Information provided:
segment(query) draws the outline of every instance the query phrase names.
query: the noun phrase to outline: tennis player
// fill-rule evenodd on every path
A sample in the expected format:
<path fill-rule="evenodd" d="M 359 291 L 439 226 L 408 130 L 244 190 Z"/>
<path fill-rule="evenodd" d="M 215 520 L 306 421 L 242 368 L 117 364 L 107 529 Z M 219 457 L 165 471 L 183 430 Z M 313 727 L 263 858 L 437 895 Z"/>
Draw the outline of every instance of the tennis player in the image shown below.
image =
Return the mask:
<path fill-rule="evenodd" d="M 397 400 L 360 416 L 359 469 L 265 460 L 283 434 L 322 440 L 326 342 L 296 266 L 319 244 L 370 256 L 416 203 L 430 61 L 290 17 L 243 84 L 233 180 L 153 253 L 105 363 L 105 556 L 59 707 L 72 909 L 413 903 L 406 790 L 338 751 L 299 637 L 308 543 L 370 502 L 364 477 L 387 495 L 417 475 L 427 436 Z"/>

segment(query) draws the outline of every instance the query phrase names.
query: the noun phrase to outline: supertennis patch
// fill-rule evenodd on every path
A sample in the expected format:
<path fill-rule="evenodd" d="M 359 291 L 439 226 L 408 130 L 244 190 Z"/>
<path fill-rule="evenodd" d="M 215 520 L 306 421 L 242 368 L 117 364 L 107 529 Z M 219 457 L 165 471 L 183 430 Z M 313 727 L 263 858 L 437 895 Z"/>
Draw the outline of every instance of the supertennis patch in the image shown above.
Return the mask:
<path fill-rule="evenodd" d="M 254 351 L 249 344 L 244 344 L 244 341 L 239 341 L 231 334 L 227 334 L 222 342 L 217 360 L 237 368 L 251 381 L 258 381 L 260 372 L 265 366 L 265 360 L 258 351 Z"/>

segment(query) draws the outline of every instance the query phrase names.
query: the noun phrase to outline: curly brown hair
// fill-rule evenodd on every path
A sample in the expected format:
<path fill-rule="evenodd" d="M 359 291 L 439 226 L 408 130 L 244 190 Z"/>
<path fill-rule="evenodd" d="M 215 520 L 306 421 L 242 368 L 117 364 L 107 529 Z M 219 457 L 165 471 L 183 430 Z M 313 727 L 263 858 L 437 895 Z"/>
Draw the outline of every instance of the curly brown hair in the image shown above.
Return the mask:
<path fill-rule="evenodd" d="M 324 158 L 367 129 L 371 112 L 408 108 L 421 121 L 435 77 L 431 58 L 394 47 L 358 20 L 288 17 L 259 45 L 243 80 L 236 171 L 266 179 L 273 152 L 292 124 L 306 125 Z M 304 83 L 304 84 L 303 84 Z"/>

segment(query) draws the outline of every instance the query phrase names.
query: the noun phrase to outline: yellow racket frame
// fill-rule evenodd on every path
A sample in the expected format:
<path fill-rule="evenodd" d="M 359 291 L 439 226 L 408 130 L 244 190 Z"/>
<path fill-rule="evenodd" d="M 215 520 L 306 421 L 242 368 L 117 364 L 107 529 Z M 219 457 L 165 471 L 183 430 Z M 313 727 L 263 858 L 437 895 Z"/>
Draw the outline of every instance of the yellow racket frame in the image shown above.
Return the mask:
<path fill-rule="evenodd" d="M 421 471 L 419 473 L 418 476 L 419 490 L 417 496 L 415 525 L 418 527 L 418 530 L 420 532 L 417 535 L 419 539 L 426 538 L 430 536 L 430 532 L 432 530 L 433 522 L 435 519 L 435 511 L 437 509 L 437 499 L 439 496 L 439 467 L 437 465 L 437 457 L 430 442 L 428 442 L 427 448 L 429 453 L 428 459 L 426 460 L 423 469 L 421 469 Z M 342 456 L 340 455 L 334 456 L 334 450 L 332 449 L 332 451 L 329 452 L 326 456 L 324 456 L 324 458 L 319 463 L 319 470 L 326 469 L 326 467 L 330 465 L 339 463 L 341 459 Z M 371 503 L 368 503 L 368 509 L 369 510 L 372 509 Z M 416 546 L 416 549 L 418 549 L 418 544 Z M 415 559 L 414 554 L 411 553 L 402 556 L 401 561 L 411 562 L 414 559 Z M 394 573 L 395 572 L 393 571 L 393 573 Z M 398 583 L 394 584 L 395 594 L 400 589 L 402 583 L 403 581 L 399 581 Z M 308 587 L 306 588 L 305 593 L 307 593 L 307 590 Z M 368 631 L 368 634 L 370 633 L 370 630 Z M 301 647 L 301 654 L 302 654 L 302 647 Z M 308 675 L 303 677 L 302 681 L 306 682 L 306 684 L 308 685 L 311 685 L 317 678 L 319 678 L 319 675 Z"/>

To do:
Rewrite the part of the rows above that opens with the first line and closes with the line containing "397 400 L 360", replacing "noun phrase" with "search term" and leaving everything else unchanged.

Result for this task:
segment(query) draws the outline of every instance the query phrase names.
query: the search term to outline: tennis player
// fill-rule evenodd on every path
A sample in the expected format:
<path fill-rule="evenodd" d="M 359 291 L 439 226 L 408 130 L 244 190 Z"/>
<path fill-rule="evenodd" d="M 215 520 L 306 421 L 242 368 L 117 364 L 107 529 Z M 219 457 L 165 471 L 183 430 Z M 313 727 L 263 858 L 437 895 Z"/>
Draw the outline of every instance of the tennis player in the image shown below.
image =
Return the mask:
<path fill-rule="evenodd" d="M 397 400 L 360 416 L 359 469 L 265 460 L 283 434 L 322 440 L 326 342 L 296 266 L 319 244 L 370 256 L 416 203 L 430 61 L 290 17 L 243 84 L 233 180 L 153 253 L 105 363 L 105 556 L 59 707 L 72 909 L 413 903 L 406 790 L 338 751 L 299 637 L 308 543 L 370 502 L 364 477 L 387 495 L 417 475 L 427 436 Z"/>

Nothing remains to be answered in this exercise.